> [REQUIRED WORK]:
Lines with "fence": copy each one from the listing below.

> [RECORDS SUPPLIED]:
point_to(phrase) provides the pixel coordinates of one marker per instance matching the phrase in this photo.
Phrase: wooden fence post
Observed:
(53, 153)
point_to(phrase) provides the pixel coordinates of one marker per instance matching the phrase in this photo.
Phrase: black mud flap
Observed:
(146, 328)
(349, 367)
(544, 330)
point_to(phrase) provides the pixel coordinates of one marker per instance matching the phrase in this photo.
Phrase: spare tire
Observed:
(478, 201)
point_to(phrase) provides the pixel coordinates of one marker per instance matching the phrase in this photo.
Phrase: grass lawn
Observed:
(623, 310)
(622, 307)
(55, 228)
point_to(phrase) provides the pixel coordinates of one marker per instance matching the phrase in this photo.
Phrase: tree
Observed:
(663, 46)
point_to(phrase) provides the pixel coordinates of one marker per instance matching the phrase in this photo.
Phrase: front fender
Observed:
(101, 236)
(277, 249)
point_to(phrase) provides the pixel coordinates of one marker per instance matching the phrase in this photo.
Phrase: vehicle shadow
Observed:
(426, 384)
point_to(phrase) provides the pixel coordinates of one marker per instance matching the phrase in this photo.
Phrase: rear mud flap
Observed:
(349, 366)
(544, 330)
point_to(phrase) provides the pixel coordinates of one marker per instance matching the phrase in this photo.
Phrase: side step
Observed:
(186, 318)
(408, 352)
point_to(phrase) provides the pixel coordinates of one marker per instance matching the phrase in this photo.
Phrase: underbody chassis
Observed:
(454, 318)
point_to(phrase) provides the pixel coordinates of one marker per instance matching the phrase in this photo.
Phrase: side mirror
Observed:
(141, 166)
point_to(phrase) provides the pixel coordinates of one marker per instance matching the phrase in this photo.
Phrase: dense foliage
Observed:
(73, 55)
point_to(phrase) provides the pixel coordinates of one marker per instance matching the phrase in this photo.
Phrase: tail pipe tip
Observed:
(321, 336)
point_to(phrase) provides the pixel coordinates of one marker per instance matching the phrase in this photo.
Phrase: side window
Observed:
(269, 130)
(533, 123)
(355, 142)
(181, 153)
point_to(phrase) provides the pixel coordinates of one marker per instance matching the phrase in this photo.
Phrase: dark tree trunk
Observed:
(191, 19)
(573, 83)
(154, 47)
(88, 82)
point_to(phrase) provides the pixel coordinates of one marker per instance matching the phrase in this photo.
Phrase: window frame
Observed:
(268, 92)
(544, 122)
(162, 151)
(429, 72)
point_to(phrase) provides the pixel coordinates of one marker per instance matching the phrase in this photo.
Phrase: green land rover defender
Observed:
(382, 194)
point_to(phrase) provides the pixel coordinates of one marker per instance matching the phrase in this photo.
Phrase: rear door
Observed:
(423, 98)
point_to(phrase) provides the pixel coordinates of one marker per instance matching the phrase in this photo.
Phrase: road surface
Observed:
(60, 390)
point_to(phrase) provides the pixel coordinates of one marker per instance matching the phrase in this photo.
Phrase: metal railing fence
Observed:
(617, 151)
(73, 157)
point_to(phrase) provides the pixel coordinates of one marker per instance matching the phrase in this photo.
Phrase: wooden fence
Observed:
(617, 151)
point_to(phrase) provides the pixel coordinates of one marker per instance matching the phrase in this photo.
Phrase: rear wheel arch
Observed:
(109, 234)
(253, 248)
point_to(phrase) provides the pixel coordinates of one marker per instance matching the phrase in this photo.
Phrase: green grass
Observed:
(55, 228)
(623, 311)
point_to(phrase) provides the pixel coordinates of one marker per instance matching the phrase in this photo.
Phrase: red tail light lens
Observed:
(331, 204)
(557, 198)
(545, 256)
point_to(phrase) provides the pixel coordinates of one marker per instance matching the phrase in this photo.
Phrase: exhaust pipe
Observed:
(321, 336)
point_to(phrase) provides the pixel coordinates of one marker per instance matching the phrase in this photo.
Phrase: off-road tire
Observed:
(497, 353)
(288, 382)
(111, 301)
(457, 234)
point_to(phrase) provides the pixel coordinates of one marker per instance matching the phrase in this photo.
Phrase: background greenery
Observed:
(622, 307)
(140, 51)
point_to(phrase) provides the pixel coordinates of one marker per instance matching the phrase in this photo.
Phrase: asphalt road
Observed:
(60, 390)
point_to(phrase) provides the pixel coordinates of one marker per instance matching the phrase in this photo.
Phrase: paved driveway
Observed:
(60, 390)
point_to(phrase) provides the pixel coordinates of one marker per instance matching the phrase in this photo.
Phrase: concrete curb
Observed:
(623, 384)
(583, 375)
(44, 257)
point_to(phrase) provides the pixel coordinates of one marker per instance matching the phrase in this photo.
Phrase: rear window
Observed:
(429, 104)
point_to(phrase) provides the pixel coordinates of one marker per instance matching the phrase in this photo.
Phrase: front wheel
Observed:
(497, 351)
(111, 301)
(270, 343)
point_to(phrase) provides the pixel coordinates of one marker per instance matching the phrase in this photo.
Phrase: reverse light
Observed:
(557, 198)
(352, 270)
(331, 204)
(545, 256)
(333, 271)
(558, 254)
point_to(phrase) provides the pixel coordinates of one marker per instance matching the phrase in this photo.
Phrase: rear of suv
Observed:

> [WORKED SOLUTION]:
Phrase: wooden fence post
Phrase: metal railing fence
Phrase: wooden fence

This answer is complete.